As Kara Swisher notes of Fowler's post:

But post-Fowler, you could not ignore it, because she pulled off what poet Louise Gluck wrote about in her poem, “Circe’s Power”: “I never turned anyone into a pig. Some people are pigs; I make them look like pigs.”
 
Which is to say that Fowler did everyone in tech a public service by doing nothing more than making pigs look like pigs.
 

Fowler wasn't just brave, she was also incredibly wise. With every right to take an indignant tone, she instead maintains a measured, reportorial tone from the start, beginning with the very demure title. Can you imagine what any modern headline writer would've titled her post? Thank god she was able to retain control of her tone and voice from title on down.

In calmly reciting point after point with heroic, reserved prose, she checkmated the company, doing something that countless angry screeds from tech journalists could not do, all of those opening themselves to accusations of partisan naysaying. Fowler simply told her story, and told it straight.

It doesn't take long. In her third paragraph, she writes:

After the first couple of weeks of training, I chose to join the team that worked on my area of expertise, and this is where things started getting weird. On my first official day rotating on the team, my new manager sent me a string of messages over company chat. He was in an open relationship, he said, and his girlfriend was having an easy time finding new partners but he wasn't. He was trying to stay out of trouble at work, he said, but he couldn't help getting in trouble, because he was looking for women to have sex with. It was clear that he was trying to get me to have sex with him, and it was so clearly out of line that I immediately took screenshots of these chat messages and reported him to HR.
 

"Things started getting weird." That's one way to put it, but think of how many other ways she could have said it. It almost sounds naive, but it's clear she knows what's happening, and how in this high stakes game of poker, she has to be the coolest player at the table, lest she, like so many women before her, be labeled some hysteric. Her post is a masterpiece of tone and rhetorical control, and it had to be. No resorting to snark or irony or any number of tricks of the clever; she bore her own witness, and no better witness could an attorney have imagined.

[Complete the following]:
(1) In the piece on Fowler's post, which Louise Gluck poem is quoted?
(2) Pull out every line of the listing below that contains the word "hand".

[Data to use]:
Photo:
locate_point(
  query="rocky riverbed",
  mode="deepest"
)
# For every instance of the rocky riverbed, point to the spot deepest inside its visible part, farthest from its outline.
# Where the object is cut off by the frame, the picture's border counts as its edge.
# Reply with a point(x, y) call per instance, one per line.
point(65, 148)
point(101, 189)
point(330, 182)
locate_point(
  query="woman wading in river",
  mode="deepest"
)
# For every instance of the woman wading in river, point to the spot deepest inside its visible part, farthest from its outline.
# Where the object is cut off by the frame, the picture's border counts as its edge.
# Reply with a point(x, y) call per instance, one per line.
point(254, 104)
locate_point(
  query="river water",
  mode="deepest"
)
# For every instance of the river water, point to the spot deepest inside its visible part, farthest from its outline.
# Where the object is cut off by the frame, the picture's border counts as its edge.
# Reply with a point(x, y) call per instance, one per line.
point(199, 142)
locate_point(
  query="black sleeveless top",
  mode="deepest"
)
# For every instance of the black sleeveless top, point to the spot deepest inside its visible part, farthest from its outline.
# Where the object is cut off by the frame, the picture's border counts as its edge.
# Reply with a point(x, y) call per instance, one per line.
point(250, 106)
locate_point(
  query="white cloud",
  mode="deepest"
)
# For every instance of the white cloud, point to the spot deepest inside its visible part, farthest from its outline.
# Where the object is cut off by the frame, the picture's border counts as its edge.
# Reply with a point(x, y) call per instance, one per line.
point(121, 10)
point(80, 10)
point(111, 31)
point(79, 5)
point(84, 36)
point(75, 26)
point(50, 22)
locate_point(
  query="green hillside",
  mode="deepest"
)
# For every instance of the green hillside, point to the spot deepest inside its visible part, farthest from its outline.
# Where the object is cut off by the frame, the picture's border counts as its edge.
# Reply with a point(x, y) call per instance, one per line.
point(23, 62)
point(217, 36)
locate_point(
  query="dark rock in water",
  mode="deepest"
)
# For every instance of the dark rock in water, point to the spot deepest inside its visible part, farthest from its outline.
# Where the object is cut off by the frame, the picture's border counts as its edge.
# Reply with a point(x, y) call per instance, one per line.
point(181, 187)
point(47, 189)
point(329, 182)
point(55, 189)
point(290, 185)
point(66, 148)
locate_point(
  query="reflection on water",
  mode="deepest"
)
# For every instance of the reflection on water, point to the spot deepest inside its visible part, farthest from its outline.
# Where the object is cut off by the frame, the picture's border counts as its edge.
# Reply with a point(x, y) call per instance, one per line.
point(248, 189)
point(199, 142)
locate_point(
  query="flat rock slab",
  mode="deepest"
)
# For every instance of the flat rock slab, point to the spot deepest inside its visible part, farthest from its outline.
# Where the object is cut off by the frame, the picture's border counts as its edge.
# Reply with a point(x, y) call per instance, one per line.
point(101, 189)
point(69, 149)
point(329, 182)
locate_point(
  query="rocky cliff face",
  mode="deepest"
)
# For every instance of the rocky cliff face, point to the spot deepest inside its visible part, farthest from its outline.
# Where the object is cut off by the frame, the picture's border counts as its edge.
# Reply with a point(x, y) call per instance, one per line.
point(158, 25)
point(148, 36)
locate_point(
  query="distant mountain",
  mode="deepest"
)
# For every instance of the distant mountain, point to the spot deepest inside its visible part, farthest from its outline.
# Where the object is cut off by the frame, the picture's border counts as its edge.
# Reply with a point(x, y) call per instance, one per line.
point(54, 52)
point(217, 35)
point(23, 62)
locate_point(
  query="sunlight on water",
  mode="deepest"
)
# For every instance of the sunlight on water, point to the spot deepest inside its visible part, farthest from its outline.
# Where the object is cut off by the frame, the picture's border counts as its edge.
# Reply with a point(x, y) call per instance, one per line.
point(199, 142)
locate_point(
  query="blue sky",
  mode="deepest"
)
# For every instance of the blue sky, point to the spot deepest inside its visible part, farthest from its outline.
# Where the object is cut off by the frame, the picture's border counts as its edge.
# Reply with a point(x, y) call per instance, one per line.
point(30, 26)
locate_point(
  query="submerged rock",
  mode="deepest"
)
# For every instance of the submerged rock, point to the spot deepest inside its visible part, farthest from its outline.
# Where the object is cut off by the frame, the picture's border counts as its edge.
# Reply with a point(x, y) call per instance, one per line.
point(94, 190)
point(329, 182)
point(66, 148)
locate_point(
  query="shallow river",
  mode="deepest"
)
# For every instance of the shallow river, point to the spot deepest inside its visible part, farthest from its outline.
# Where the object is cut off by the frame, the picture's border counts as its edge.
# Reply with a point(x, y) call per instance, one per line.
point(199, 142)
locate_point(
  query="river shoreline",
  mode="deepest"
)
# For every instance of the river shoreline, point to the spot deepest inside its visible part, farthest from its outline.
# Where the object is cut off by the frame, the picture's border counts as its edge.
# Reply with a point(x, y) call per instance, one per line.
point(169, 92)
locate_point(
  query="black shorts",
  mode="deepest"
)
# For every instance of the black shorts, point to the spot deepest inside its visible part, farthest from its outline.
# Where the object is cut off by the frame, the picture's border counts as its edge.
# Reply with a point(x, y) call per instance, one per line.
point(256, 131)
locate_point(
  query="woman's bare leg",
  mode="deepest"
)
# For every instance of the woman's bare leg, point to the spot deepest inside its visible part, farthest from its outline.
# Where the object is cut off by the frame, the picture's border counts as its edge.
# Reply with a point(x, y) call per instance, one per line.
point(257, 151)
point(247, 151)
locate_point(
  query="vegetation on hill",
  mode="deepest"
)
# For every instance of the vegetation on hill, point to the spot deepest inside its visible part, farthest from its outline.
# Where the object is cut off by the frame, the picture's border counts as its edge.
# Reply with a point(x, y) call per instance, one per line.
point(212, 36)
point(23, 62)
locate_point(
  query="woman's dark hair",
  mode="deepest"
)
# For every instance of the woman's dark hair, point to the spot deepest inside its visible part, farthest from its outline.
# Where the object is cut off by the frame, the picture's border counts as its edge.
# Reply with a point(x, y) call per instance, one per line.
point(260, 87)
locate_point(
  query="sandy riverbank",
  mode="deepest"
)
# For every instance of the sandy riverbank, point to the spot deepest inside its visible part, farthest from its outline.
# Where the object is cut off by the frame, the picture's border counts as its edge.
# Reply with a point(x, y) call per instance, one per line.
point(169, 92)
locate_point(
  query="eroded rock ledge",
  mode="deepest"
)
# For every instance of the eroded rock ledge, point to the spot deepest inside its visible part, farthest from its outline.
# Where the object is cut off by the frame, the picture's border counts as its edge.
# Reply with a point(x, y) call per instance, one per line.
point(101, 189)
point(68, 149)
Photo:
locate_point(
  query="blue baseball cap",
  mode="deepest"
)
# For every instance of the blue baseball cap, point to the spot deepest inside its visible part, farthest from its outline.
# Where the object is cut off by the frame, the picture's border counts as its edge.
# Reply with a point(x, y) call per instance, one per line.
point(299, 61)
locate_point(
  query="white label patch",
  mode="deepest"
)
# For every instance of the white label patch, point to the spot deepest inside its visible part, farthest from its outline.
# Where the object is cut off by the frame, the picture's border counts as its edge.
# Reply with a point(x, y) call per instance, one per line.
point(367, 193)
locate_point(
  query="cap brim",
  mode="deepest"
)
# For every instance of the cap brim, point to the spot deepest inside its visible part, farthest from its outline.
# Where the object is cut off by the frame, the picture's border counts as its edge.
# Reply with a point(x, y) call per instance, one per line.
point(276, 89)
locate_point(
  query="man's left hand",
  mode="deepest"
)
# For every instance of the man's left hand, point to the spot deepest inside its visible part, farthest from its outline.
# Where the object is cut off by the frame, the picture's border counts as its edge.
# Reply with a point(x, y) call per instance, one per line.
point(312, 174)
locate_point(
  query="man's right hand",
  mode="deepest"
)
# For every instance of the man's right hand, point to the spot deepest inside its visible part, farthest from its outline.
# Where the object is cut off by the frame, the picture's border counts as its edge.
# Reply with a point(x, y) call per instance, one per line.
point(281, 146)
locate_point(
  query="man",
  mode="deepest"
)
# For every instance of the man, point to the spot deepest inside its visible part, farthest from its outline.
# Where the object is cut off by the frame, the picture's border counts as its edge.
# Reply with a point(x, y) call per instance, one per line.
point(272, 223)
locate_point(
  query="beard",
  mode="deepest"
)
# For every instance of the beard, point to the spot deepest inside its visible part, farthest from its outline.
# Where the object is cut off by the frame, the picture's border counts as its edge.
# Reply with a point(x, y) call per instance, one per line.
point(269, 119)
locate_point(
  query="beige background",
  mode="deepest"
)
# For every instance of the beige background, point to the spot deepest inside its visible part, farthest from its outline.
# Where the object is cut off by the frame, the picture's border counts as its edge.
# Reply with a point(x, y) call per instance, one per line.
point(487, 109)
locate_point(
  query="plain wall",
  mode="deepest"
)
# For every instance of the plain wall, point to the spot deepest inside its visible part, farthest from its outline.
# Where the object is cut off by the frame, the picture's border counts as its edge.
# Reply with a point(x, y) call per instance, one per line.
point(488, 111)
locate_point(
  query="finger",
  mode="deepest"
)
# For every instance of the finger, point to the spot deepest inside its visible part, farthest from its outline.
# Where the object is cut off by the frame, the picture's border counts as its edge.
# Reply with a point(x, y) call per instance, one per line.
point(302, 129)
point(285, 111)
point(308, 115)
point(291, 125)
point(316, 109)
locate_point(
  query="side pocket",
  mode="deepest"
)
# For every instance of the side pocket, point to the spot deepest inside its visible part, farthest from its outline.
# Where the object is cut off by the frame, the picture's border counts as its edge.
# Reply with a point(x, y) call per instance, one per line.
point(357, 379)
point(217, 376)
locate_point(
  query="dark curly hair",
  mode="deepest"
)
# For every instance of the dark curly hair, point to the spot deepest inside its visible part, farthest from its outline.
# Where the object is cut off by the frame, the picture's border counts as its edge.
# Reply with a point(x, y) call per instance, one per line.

[Results for the exercise]:
(1) “Circe’s Power”

(2)
  query="man's left hand",
# For every instance of the man's left hand, point to the spot deepest inside its visible part, farthest from its outline.
  query="man's right hand",
# For every instance of the man's right hand, point to the spot deepest inside its visible part, farthest from its outline.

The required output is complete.